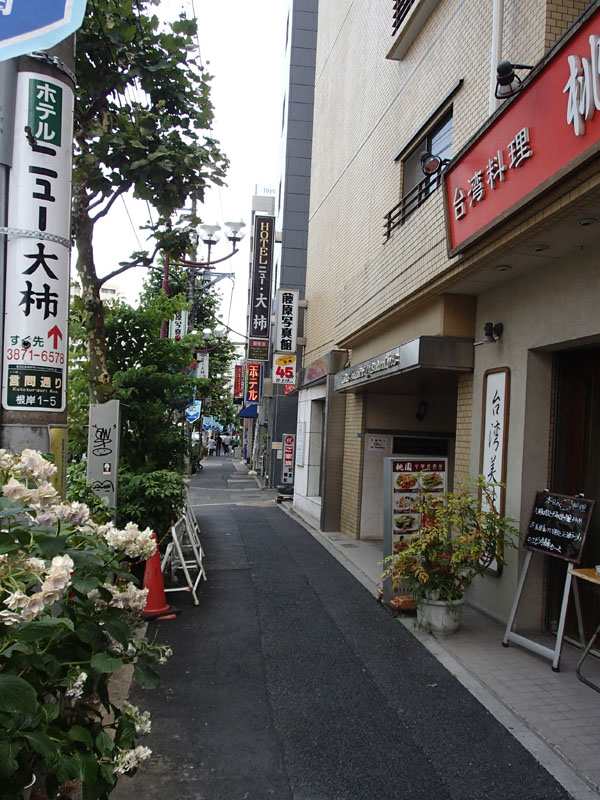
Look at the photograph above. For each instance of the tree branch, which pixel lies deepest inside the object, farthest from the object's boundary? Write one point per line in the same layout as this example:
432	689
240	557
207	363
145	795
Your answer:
139	262
108	206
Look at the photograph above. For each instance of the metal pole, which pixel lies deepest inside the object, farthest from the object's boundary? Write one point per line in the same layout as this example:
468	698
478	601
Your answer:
36	425
165	288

··········

Make an exact reproduction of the listing above, without any pictures.

Look at the photograph above. For each instance of the tree branch, which pixel lies deepest inside the object, farthest from the object's boundary? Write one point per line in the same layout as this example:
432	689
240	557
207	363
145	795
Your answer:
139	262
108	206
Look at the photograph above. For each instance of the metal pole, which pixel lies deepest inside the object, farthest from the object's boundary? Write one point per line in the same layout as this example:
468	698
478	601
Your answer:
36	425
165	288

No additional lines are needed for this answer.